[Opening THE INPUT section]

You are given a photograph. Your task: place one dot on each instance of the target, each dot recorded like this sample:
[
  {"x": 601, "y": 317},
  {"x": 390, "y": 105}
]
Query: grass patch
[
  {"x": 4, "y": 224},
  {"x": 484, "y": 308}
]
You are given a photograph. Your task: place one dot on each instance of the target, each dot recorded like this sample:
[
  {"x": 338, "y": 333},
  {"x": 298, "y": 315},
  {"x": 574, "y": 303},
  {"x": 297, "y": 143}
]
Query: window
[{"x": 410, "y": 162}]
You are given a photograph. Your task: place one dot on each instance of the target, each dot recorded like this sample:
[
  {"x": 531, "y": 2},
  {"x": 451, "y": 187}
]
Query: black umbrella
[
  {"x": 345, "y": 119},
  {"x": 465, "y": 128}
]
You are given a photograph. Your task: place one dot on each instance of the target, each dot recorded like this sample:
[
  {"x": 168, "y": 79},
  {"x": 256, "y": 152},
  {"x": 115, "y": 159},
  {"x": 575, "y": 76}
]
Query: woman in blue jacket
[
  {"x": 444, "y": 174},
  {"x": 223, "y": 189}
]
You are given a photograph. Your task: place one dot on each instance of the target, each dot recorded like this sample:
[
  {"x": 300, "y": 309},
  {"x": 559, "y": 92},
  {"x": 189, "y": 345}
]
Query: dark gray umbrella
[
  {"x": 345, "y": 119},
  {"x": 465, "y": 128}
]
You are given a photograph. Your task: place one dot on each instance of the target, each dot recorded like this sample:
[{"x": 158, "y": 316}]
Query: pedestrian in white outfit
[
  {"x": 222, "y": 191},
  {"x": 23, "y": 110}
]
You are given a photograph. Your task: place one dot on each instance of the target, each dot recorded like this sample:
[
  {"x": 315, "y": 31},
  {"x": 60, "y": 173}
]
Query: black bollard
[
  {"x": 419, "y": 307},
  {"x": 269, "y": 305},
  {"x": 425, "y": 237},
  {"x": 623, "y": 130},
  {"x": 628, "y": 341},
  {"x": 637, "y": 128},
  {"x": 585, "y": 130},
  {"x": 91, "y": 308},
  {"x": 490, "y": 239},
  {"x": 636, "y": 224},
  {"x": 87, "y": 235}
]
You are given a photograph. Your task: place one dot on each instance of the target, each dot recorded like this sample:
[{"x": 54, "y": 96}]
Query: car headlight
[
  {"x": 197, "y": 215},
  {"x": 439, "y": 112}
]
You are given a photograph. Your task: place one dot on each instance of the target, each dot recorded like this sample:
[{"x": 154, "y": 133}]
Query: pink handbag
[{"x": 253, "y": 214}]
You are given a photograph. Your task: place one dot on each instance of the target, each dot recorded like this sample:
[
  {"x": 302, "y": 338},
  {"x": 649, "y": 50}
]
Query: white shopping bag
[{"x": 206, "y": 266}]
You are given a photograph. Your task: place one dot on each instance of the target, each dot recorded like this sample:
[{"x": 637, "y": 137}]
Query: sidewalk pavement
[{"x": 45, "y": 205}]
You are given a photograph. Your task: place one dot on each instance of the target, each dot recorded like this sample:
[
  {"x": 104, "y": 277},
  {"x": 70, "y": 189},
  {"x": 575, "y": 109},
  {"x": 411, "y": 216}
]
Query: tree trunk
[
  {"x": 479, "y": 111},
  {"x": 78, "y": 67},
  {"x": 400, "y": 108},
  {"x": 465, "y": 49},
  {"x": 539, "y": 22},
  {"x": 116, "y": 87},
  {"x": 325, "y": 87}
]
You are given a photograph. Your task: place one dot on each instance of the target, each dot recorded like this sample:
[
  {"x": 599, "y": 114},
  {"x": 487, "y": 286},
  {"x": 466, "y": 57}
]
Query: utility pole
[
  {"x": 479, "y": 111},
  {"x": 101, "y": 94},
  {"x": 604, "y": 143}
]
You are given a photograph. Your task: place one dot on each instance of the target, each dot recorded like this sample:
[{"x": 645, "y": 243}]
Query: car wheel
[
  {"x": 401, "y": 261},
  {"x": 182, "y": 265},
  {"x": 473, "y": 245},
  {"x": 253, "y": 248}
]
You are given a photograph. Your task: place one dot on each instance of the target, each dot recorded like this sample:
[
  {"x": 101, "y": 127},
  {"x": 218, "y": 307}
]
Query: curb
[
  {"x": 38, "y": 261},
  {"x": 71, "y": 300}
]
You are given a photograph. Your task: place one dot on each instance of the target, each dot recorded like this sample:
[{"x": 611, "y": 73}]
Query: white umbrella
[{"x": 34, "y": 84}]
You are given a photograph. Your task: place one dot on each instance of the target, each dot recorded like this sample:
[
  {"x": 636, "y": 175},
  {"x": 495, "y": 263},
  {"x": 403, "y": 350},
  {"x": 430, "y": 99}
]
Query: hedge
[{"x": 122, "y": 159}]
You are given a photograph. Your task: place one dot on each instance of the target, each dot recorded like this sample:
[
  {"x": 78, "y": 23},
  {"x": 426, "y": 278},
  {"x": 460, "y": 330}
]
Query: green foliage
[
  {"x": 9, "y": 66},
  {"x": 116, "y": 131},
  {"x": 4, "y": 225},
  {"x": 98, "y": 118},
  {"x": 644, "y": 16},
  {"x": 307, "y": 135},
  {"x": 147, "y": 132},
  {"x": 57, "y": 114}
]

[Closing THE INPUT section]

### TASK BRIEF
From the first record to the last, print each one exactly.

### RESULT FOR THIS EXERCISE
You are given a photograph. Your task: place one dot on each instance of the target, each dot recorded like this sample:
[
  {"x": 601, "y": 317},
  {"x": 390, "y": 105}
]
Query: grass patch
[
  {"x": 4, "y": 224},
  {"x": 484, "y": 308}
]
You are given a photograph. Your task: place one dot on each instance of the target, each dot recorded like this sample:
[
  {"x": 338, "y": 333},
  {"x": 298, "y": 315},
  {"x": 574, "y": 303},
  {"x": 297, "y": 143}
]
Query: window
[{"x": 410, "y": 162}]
You are given a photograph. Your task: place one dot on each instance of the target, each dot recorded like this sample:
[
  {"x": 531, "y": 2},
  {"x": 451, "y": 187}
]
Query: black umbrella
[
  {"x": 345, "y": 119},
  {"x": 465, "y": 128}
]
You are given a photograph. Your task: place one dot on each instance of the target, each dot recorded like this sample:
[
  {"x": 168, "y": 79},
  {"x": 256, "y": 152},
  {"x": 115, "y": 159},
  {"x": 575, "y": 76}
]
Query: woman in blue jacket
[
  {"x": 444, "y": 174},
  {"x": 223, "y": 189}
]
You are given a photograph. Your task: place one dot on each instance of the target, each dot recorded like this sample:
[
  {"x": 300, "y": 309},
  {"x": 559, "y": 92},
  {"x": 189, "y": 345}
]
Query: dark gray umbrella
[
  {"x": 345, "y": 119},
  {"x": 465, "y": 128}
]
You are given a photograph. Your task: place one dot on each instance of the target, each dot recorded like this sample:
[{"x": 158, "y": 316}]
Query: pedestrian in white outfit
[
  {"x": 222, "y": 191},
  {"x": 23, "y": 110}
]
You are given a photograph. Your task: place one dot on each instance of the target, each dot recorded like this sample:
[
  {"x": 315, "y": 31},
  {"x": 60, "y": 173}
]
Query: black bollard
[
  {"x": 419, "y": 307},
  {"x": 269, "y": 305},
  {"x": 425, "y": 237},
  {"x": 623, "y": 130},
  {"x": 628, "y": 341},
  {"x": 637, "y": 128},
  {"x": 585, "y": 130},
  {"x": 91, "y": 308},
  {"x": 490, "y": 239},
  {"x": 636, "y": 224},
  {"x": 87, "y": 235}
]
You are given a photograph. Your task: place one dot on each instance of the target, each dot recorded like this sample:
[{"x": 54, "y": 96}]
Query: car headlight
[
  {"x": 197, "y": 215},
  {"x": 439, "y": 112}
]
You are given a photograph. Your task: place one dot on each instance of the target, each dot recorded like this sample:
[{"x": 154, "y": 133}]
Query: pink handbag
[{"x": 253, "y": 214}]
You are given a photograph. Your task: place one dot on each instance of the target, each dot recorded like this sample:
[
  {"x": 302, "y": 338},
  {"x": 649, "y": 50}
]
Query: white shopping bag
[{"x": 206, "y": 266}]
You are given a photograph. Your task: place one dot on each instance of the target, each dot recorded like this sample:
[{"x": 637, "y": 137}]
Query: sidewalk pavement
[{"x": 45, "y": 205}]
You are given a photograph. Your task: place one dot on each instance of the target, each dot recorded like this sample:
[
  {"x": 104, "y": 277},
  {"x": 70, "y": 189},
  {"x": 575, "y": 109},
  {"x": 411, "y": 216}
]
Query: tree trunk
[
  {"x": 479, "y": 111},
  {"x": 78, "y": 67},
  {"x": 400, "y": 108},
  {"x": 465, "y": 49},
  {"x": 539, "y": 22},
  {"x": 116, "y": 87},
  {"x": 325, "y": 87}
]
You are given a photograph. Your task: place one dot on each instance of the target, each dot recorded like this sample:
[
  {"x": 599, "y": 114},
  {"x": 487, "y": 286},
  {"x": 466, "y": 57}
]
Query: utility pole
[
  {"x": 479, "y": 111},
  {"x": 101, "y": 94},
  {"x": 604, "y": 143}
]
You are given a photograph. Your task: place one dot on each instance of the target, each dot recorded like this sample:
[{"x": 645, "y": 243}]
Query: car wheel
[
  {"x": 401, "y": 261},
  {"x": 182, "y": 265},
  {"x": 473, "y": 245},
  {"x": 253, "y": 248}
]
You are given a photograph. Your task: place one dot on each instance of the target, each dot recorded like this sample:
[
  {"x": 101, "y": 127},
  {"x": 218, "y": 307}
]
Query: curb
[
  {"x": 38, "y": 261},
  {"x": 71, "y": 300}
]
You are given a photograph. Your task: place one dot on each instance of the target, each dot recorded like this sample:
[{"x": 611, "y": 73}]
Query: white umbrella
[{"x": 34, "y": 84}]
You are given a photograph. Your task: place one dot on each instance of the target, each dot recorded like this sample:
[
  {"x": 636, "y": 175},
  {"x": 495, "y": 263},
  {"x": 403, "y": 350},
  {"x": 430, "y": 99}
]
Query: hedge
[{"x": 122, "y": 159}]
You are given a photograph. Your task: place one dot on each instance of the target, each dot recorded like this sample:
[
  {"x": 78, "y": 23},
  {"x": 426, "y": 278},
  {"x": 460, "y": 330}
]
Query: green foliage
[
  {"x": 9, "y": 66},
  {"x": 116, "y": 131},
  {"x": 4, "y": 225},
  {"x": 98, "y": 118},
  {"x": 644, "y": 16},
  {"x": 307, "y": 135},
  {"x": 147, "y": 132},
  {"x": 57, "y": 114}
]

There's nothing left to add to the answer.